:: Input records ::
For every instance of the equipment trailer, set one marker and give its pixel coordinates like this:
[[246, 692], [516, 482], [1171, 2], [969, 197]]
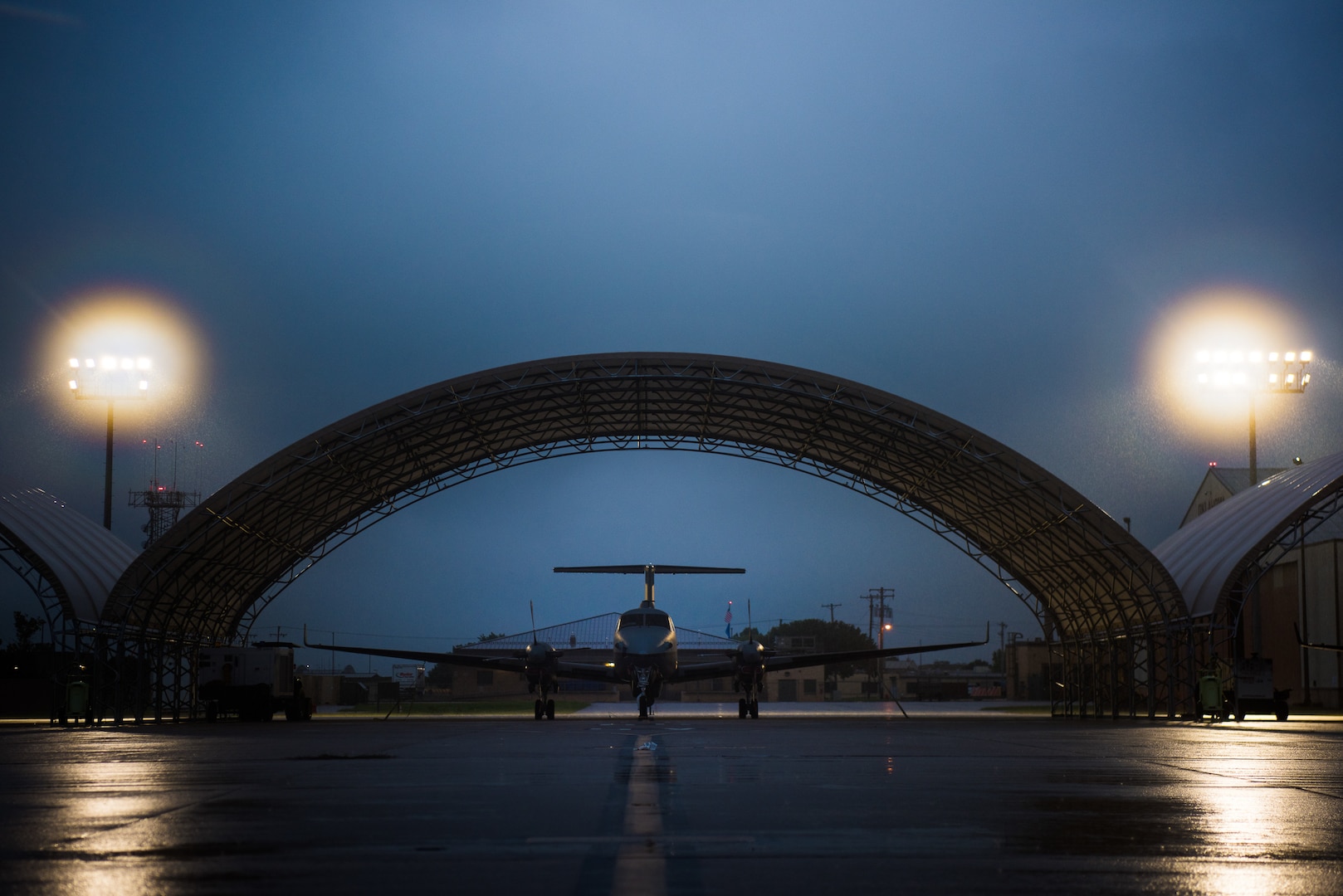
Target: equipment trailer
[[252, 683]]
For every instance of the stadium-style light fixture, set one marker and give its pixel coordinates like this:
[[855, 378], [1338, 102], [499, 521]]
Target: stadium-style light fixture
[[1248, 371], [109, 379]]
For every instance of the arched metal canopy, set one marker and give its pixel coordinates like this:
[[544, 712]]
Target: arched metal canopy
[[1077, 568], [1212, 553], [67, 559]]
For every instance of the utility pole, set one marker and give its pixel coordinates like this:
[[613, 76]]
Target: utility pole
[[877, 598]]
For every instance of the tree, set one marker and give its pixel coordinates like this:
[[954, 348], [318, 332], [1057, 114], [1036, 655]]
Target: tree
[[441, 676], [24, 627], [830, 637]]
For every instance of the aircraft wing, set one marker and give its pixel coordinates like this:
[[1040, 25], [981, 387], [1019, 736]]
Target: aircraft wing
[[505, 661], [724, 668], [1336, 648], [502, 661]]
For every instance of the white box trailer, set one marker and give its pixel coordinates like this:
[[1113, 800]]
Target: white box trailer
[[252, 683]]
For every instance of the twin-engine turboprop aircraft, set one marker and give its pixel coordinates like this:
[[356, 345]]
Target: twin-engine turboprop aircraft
[[645, 655]]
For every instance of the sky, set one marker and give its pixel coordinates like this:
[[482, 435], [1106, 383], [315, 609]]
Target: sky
[[1023, 215]]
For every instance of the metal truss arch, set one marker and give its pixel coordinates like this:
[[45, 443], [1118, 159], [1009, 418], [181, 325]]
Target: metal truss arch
[[1069, 561]]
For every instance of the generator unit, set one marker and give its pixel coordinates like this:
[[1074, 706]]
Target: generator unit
[[252, 683]]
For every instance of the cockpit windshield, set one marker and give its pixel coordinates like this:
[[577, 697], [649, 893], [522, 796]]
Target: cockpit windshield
[[637, 618]]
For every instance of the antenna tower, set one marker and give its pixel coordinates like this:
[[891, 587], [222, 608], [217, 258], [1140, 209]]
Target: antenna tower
[[164, 501]]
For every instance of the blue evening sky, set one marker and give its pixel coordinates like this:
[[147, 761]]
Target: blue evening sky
[[990, 208]]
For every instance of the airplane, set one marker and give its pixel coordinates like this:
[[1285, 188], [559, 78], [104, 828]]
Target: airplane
[[1336, 648], [645, 653]]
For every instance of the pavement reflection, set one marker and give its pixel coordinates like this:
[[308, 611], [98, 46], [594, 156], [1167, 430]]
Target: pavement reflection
[[682, 804]]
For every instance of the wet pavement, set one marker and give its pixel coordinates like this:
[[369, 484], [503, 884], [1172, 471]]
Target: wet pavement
[[686, 802]]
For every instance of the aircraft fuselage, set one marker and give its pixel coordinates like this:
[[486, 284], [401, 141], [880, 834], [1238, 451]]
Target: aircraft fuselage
[[645, 649]]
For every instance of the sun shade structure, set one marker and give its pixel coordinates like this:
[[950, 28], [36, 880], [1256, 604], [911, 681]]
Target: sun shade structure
[[1219, 553], [1076, 567], [69, 561]]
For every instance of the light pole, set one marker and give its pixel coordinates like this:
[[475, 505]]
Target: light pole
[[1253, 373], [109, 379]]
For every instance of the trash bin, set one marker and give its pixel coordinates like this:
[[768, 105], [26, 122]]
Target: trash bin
[[77, 702], [1210, 694]]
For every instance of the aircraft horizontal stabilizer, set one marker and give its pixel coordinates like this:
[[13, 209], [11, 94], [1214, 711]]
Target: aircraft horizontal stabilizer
[[645, 567], [1336, 648]]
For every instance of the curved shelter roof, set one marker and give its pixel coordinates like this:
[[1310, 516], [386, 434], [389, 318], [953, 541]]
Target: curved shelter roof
[[1210, 553], [80, 559], [234, 550]]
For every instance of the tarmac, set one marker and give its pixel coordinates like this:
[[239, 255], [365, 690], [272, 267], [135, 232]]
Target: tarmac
[[804, 800]]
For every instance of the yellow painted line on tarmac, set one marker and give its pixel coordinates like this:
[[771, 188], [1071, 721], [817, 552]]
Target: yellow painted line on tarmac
[[641, 863]]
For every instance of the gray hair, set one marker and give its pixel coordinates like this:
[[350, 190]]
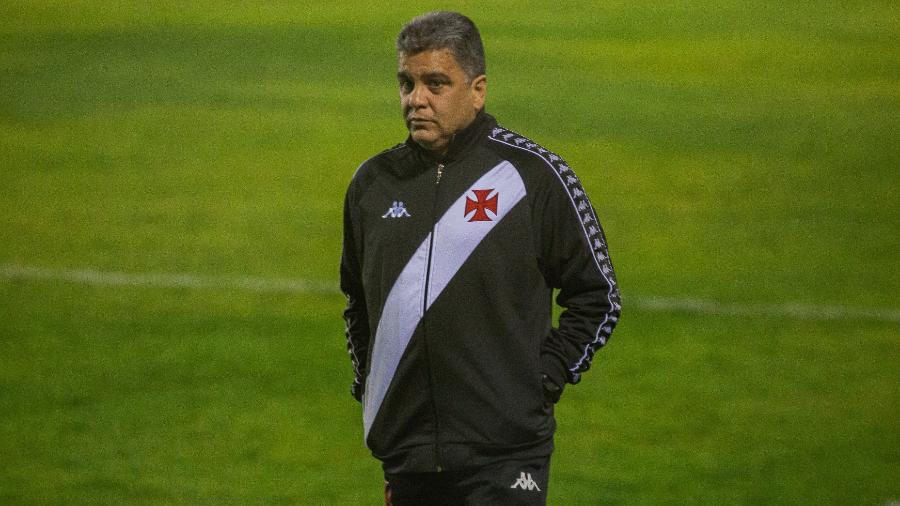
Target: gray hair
[[445, 30]]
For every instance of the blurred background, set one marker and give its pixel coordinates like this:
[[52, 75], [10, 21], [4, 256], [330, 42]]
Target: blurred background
[[171, 186]]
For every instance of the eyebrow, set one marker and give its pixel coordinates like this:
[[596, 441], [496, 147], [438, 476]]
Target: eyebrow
[[428, 75]]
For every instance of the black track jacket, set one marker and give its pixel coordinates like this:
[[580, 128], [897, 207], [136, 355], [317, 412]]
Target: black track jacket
[[448, 271]]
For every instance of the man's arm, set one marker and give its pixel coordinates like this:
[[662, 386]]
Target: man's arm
[[575, 259], [356, 314]]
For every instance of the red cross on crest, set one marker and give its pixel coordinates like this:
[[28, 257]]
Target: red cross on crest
[[481, 204]]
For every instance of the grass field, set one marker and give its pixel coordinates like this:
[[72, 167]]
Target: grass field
[[741, 153]]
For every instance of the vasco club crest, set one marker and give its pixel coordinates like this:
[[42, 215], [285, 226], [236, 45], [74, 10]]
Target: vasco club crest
[[481, 204]]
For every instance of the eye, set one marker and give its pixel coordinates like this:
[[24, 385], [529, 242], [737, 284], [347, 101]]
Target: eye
[[435, 85]]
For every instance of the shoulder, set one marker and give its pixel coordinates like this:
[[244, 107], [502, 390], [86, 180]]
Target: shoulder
[[532, 159], [386, 160]]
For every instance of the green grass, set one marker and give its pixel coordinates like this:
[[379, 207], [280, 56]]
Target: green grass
[[737, 151]]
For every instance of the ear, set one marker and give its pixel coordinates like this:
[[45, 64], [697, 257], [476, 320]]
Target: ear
[[479, 91]]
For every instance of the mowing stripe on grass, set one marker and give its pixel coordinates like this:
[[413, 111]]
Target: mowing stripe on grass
[[292, 285]]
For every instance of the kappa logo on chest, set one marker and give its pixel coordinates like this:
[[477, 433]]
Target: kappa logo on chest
[[479, 206]]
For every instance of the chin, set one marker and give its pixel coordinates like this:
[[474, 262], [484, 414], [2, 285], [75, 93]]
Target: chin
[[424, 139]]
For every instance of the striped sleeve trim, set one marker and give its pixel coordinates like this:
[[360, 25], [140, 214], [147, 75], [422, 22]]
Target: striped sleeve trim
[[590, 226]]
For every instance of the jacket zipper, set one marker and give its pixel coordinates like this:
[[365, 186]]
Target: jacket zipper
[[437, 446]]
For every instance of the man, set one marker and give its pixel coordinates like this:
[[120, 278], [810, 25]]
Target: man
[[453, 243]]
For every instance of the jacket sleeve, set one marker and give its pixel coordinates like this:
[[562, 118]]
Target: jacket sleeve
[[574, 259], [356, 314]]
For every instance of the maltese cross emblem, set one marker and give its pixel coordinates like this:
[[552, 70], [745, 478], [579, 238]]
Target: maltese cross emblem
[[481, 204]]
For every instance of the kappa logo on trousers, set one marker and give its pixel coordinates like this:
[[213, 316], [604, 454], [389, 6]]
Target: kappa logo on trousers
[[525, 482]]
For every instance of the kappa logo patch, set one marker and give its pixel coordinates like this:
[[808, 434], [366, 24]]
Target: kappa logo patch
[[525, 482], [397, 210], [481, 204]]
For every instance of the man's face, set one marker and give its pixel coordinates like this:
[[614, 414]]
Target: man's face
[[437, 98]]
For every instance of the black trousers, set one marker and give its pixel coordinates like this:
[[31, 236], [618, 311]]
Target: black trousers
[[510, 482]]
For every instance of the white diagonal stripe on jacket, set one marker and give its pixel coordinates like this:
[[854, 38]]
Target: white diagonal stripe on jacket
[[455, 238]]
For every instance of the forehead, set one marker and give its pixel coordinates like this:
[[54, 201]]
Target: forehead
[[430, 61]]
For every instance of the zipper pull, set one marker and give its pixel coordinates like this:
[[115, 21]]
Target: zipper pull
[[440, 171]]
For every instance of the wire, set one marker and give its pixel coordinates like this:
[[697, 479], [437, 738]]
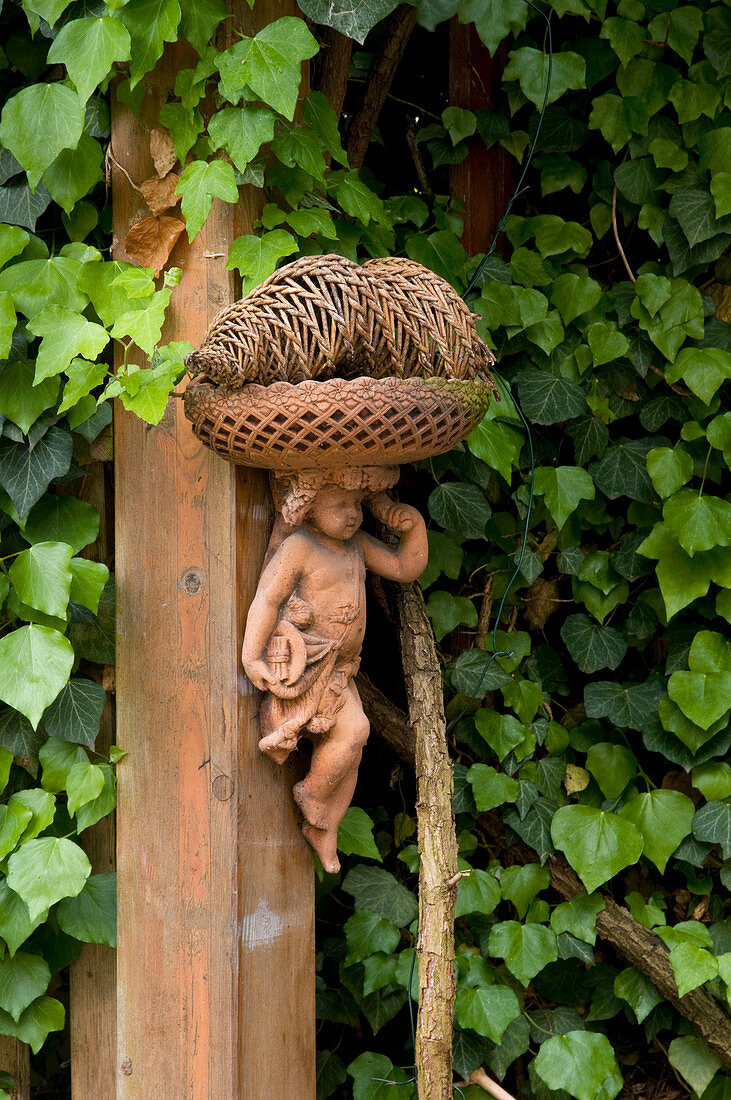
:::
**Task prompt:** From the records above, extract exactly and only the lines that begin at the line with "For every instance of the sky, set" and stop after the line with "For every instance of the pavement".

**Output of the exercise:**
For every instance of the sky, set one marker and give its pixel coordinates like this:
[[482, 435], [1106, 383], [315, 609]]
Target: sky
[[1023, 215]]
For every instance of the metal truss arch, set one marker and give its pixel coordinates like this:
[[45, 443], [1118, 159], [1009, 418], [181, 325]]
Target: metal truss arch
[[1069, 561]]
For every instance of the generator unit, set one marker and give its pixel coordinates like this:
[[1074, 706]]
Target: generator unit
[[252, 683]]
For every instance of the cockpit windshield, set one marker and give its pixel coordinates like this:
[[577, 697], [649, 893], [522, 796]]
Target: cockpit windshield
[[637, 618]]
For every instance of the antenna tower, set one marker and give its pixel coordinates like this:
[[891, 587], [222, 608], [217, 258], [1140, 209]]
Target: antenna tower
[[164, 501]]
For every instance of the blue evening sky, set one marker and give its pixel coordinates like this:
[[147, 761]]
Target: blue evening sky
[[990, 208]]
For every instance of the airplane, set one marker and give its pixel coordinates like this:
[[1285, 188], [559, 78], [104, 828]]
Target: airplane
[[1336, 648], [645, 653]]
For every instance of the pavement reflection, set one marker and give its pixel coordinates like this:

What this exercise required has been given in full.